▶ INSTRUCTIONS FOR THE TASK:
Substitute "Object" for every "Target" in the records below, and reproduce them otherwise unchanged.

A run of records:

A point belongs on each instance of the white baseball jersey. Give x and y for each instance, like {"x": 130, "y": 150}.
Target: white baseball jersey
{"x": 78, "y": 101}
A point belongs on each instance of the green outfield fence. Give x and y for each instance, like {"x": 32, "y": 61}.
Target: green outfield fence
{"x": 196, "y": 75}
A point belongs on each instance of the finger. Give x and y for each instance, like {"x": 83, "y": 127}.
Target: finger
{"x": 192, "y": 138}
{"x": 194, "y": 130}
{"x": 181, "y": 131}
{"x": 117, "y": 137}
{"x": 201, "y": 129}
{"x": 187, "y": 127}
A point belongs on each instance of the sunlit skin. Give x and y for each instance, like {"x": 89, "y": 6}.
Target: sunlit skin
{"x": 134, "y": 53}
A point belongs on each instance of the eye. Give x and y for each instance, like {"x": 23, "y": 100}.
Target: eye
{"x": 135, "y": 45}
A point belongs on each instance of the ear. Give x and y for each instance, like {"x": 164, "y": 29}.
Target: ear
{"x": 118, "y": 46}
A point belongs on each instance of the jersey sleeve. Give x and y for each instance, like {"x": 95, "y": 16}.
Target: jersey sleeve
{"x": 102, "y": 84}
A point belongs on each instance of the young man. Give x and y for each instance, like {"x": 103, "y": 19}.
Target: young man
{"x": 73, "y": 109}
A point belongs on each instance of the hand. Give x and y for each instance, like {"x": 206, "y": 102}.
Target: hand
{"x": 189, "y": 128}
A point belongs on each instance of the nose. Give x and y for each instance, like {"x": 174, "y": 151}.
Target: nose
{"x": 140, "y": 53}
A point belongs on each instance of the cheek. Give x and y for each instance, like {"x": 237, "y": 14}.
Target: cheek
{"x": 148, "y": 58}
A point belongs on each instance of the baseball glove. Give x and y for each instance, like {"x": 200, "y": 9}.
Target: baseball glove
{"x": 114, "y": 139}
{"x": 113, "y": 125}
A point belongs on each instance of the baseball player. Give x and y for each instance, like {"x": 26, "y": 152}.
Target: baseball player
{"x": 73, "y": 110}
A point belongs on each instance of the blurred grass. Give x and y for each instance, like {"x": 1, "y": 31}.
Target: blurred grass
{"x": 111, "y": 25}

▶ COMPLETE RESPONSE:
A point belongs on each instance of the white baseball jersey. Give x and y for each instance, like {"x": 130, "y": 150}.
Object: white baseball jersey
{"x": 78, "y": 101}
A point belongs on each instance of the green outfield fence. Give x and y for each instance, like {"x": 32, "y": 61}.
Object: green outfield fence
{"x": 196, "y": 75}
A point belongs on each instance of the finger. Give x and y for each instance, like {"x": 83, "y": 127}.
Object: finger
{"x": 192, "y": 138}
{"x": 194, "y": 130}
{"x": 181, "y": 131}
{"x": 117, "y": 137}
{"x": 201, "y": 129}
{"x": 187, "y": 127}
A point belongs on each instance of the sunlit skin. Give x and y for each instance, like {"x": 89, "y": 6}.
Object: sunlit skin
{"x": 134, "y": 53}
A point belongs on each instance of the eye. Give x and y for each instance, like {"x": 23, "y": 100}.
Object: eye
{"x": 135, "y": 45}
A point belongs on each instance of the ear. Give x and y for each instance, like {"x": 164, "y": 29}.
Object: ear
{"x": 118, "y": 46}
A point belongs on each instance of the jersey sleeve. Give x and y for each instance, like {"x": 95, "y": 16}.
Object: jersey sleeve
{"x": 102, "y": 84}
A point belongs on each instance of the young man. Give x and y for each instance, like {"x": 103, "y": 19}.
Object: young man
{"x": 73, "y": 109}
A point belongs on each instance of the hand. Give x and y for each instance, like {"x": 206, "y": 102}.
Object: hand
{"x": 189, "y": 128}
A point belongs on each instance of the nose. Give x and y for each instance, like {"x": 174, "y": 151}.
Object: nose
{"x": 140, "y": 53}
A point belongs on each instance of the cheek. Give x and y for each instance, like {"x": 237, "y": 14}.
Object: cheek
{"x": 148, "y": 58}
A point belongs on each instance of the baseball glove. Give x and y for each instance, like {"x": 200, "y": 9}.
Object: baseball glove
{"x": 114, "y": 139}
{"x": 113, "y": 125}
A point belongs on each instance of the baseball player. Give x and y for each instance, like {"x": 26, "y": 152}.
Object: baseball player
{"x": 73, "y": 110}
A point belongs on each instance of the blurred grass. Give x and y for each instance, like {"x": 1, "y": 31}.
Object: blurred grass
{"x": 111, "y": 25}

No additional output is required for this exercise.